DESAFIO A:
Apresente em tabela Markdown, com as colunas N.º e Linha, apenas as linhas da listagem que começam na linha com "Scouting pass: put a marker on the concrete" e seguem até à linha com "[(578, 136)]", ambas incluídas. Deixe de fora as linhas em branco.

EXCERTO SELECIONADO:
**********
Vezes há, em que se torna difícil
discutir Afonso Dhlakama/Renamo na cena política moçambicana. Talvez até
dissesse: sempre é arriscado! “Eu
assessoro os meus assessores” – disse Dhlakama, numa das suas declarações,
faz tempo, deixando todo o mundo boquiaberto. A mais recente afirmação: “Eu não sou analfabeto”. E esta! Acaso,
alguém teria dito que ele não é letrado? Vimo-lo, em Outubro de 1992, a assinar
o AGP. Não é nenhum Lobengula: tem-se ideia das escolas frequentadas antes de
apostar em armas.
Se podem existir dúvidas sobre a sua
atitude, uma residiria em saber se deixou de ser rebelde ou não, se fosse o
caso. Só o caso de escolher ficar nas matas em vez da cidade, dá para uma
reflexão. E no dia em que ele decidir sair de Sadjunjira, tirar-se-á a ilação,
para os moçambicanos amantes da paz, do preço da repetida afirmação: “Dhlakama é livre de viver onde quiser”.
Essa liberdade está a custar sangue e dinheiro aos moçambicanos.
**********
DADOS FORNECIDOS:

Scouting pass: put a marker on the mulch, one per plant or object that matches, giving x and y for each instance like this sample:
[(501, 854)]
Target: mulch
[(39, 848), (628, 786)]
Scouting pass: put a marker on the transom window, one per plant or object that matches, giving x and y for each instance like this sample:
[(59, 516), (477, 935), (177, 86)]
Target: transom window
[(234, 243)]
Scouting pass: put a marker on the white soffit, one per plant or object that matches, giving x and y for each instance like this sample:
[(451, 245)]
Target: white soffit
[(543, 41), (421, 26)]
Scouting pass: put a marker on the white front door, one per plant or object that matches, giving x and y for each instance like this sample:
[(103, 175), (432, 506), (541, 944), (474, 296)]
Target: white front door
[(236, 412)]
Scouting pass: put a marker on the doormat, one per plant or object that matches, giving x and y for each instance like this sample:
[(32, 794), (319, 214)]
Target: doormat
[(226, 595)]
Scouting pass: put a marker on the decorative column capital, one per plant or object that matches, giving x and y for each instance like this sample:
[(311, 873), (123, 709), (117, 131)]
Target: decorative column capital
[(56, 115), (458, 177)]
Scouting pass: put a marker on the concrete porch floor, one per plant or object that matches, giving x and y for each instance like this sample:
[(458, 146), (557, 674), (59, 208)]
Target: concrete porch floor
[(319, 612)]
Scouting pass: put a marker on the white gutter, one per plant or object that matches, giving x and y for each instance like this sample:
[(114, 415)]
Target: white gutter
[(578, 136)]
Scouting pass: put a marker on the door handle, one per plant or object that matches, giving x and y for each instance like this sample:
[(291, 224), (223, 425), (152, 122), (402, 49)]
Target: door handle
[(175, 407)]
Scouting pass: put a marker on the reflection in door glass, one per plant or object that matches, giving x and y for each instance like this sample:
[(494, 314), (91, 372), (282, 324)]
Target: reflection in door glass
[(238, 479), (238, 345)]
**********
DESAFIO B:
Transcreva, por favor, o texto sobre Dhlakama na íntegra, sem qualquer alteração.

RESPOSTA COMPLETA A:
| N.º | Linha |
|---|---|
| 1 | Scouting pass: put a marker on the concrete porch floor, one per plant or object that matches, giving x and y for each instance like this sample: |
| 2 | [(458, 146), (557, 674), (59, 208)] |
| 3 | Target: concrete porch floor |
| 4 | [(319, 612)] |
| 5 | Scouting pass: put a marker on the white gutter, one per plant or object that matches, giving x and y for each instance like this sample: |
| 6 | [(114, 415)] |
| 7 | Target: white gutter |
| 8 | [(578, 136)] |

RESPOSTA COMPLETA B:
Vezes há, em que se torna difícil
discutir Afonso Dhlakama/Renamo na cena política moçambicana. Talvez até
dissesse: sempre é arriscado! “Eu
assessoro os meus assessores” – disse Dhlakama, numa das suas declarações,
faz tempo, deixando todo o mundo boquiaberto. A mais recente afirmação: “Eu não sou analfabeto”. E esta! Acaso,
alguém teria dito que ele não é letrado? Vimo-lo, em Outubro de 1992, a assinar
o AGP. Não é nenhum Lobengula: tem-se ideia das escolas frequentadas antes de
apostar em armas.
Se podem existir dúvidas sobre a sua
atitude, uma residiria em saber se deixou de ser rebelde ou não, se fosse o
caso. Só o caso de escolher ficar nas matas em vez da cidade, dá para uma
reflexão. E no dia em que ele decidir sair de Sadjunjira, tirar-se-á a ilação,
para os moçambicanos amantes da paz, do preço da repetida afirmação: “Dhlakama é livre de viver onde quiser”.
Essa liberdade está a custar sangue e dinheiro aos moçambicanos.